EXTRACT PROVIDED>
>>>>

Everyone’s path through higher education is different. Some start college right out of high school, others work for years before enrolling at a community college. There is no wrong way to be a student. As Keaton Fournier says, “The biggest thing I’ve learned is that it’s never too late to learn, it’s never too late to reevaluate and change what path you’re on.”
Born and raised in Grants Pass, after Keaton graduated from Grants Pass High School, he joined the US Marine Corps. Four years later, he left the Corps and started taking classes at Rogue Community College. He pursued a transfer degree and moved to attend California State University at Northridge for pre-med, then changed tracks to become an emergency medical technician.
Unfortunately, before he could start working as an EMT, a back injury he’d sustained years before became too severe to ignore. He moved home to Oregon and went through physical rehabilitation while he attended Southern Oregon University and got a degree in health and physical education with minors in biology and psychology.
Then he decided to pursue physical therapy as a career. “PT helped me get back to doing things like surfing and snowboarding, but also just get back to going to class, going to school. Having a good physical therapist and a good recovery plan is so important. I want to be able to do that for other people.”
So he came back to RCC — to renew his science credits in chemistry and physics.

<<<<

DATA UNDER STUDY>

>>>>

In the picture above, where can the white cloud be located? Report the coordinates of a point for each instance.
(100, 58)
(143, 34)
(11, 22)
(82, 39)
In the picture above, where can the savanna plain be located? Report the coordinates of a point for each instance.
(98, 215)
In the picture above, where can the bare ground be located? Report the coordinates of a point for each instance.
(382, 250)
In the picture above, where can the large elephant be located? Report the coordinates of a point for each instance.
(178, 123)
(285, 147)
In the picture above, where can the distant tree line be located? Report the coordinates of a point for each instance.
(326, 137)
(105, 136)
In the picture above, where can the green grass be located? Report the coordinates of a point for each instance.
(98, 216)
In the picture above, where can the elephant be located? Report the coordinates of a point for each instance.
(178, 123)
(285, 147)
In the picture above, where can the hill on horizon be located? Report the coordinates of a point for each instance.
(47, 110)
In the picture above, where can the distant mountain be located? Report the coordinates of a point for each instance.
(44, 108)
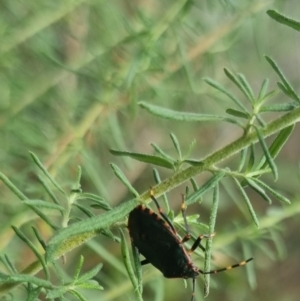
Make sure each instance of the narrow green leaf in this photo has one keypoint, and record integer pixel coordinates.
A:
(33, 294)
(68, 238)
(243, 157)
(129, 267)
(12, 187)
(155, 160)
(285, 82)
(240, 85)
(100, 202)
(251, 273)
(284, 20)
(90, 274)
(270, 95)
(194, 162)
(226, 92)
(78, 295)
(191, 147)
(184, 116)
(263, 90)
(277, 145)
(78, 267)
(246, 86)
(57, 293)
(120, 175)
(43, 204)
(46, 173)
(9, 265)
(259, 190)
(162, 153)
(278, 107)
(194, 184)
(39, 238)
(251, 160)
(85, 210)
(194, 197)
(260, 121)
(176, 145)
(137, 267)
(22, 197)
(77, 185)
(90, 284)
(285, 91)
(24, 278)
(267, 154)
(248, 203)
(34, 250)
(164, 196)
(208, 247)
(277, 195)
(237, 113)
(48, 190)
(279, 243)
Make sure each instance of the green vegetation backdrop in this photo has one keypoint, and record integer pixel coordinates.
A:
(79, 78)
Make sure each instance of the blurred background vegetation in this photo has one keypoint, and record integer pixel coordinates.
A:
(71, 75)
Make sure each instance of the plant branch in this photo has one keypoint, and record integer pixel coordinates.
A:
(69, 238)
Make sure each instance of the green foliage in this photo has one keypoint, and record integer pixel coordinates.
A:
(79, 78)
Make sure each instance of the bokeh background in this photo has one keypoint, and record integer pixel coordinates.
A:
(71, 75)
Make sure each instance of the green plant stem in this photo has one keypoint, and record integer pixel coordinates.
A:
(168, 184)
(220, 241)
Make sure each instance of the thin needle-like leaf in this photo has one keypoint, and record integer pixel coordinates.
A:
(248, 203)
(185, 116)
(46, 173)
(119, 174)
(267, 154)
(155, 160)
(129, 267)
(284, 19)
(212, 223)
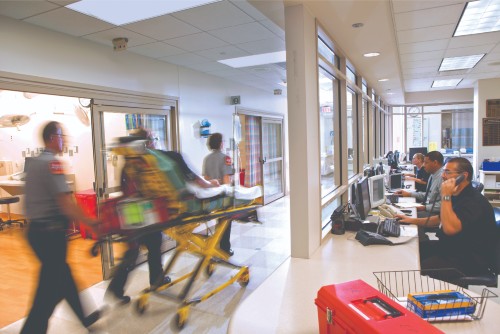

<<<<

PROMPT 1>
In the profile of Keaton Fournier, rewrite the part from "Unfortunately, before he" to "biology and psychology.", putting "knee injury" in place of "back injury".
PROMPT 2>
According to the profile of Keaton Fournier, what did he earn his degree in at Southern Oregon University?
PROMPT 3>
Extend the profile of Keaton Fournier, continuing from where it stops.

TASK ANSWER 1>
Unfortunately, before he could start working as an EMT, a knee injury he’d sustained years before became too severe to ignore. He moved home to Oregon and went through physical rehabilitation while he attended Southern Oregon University and got a degree in health and physical education with minors in biology and psychology.

TASK ANSWER 2>
Health and physical education, with minors in biology and psychology.

TASK ANSWER 3>
“I was more involved in campus life the second time around,” Keaton says. “One of the student workers from the Veterans Resource Center was in a class with me and told me about the free services like printing that veterans can access. So I went in and realized how many amazing people work there, especially Candi.” Candi Bunow is a Military Services Coordinator on the Redwood Campus.
Keaton also took part in this year’s Earth Day celebrations on campus by presenting a project on e-waste, an opportunity his physics instructor gave him.
Now, Keaton has finished his science courses — physics with Dorothy Swain, and chemistry with Kevin Murphy. He’s moving on to attend the physical therapy program at Oregon State University, but he enjoyed his (second) time at Rogue.
“I’ve taken a lot of science classes over the years,” Keaton says, “and Dr. Swain and Dr. Murphy were really some of the best teachers I’ve ever had.”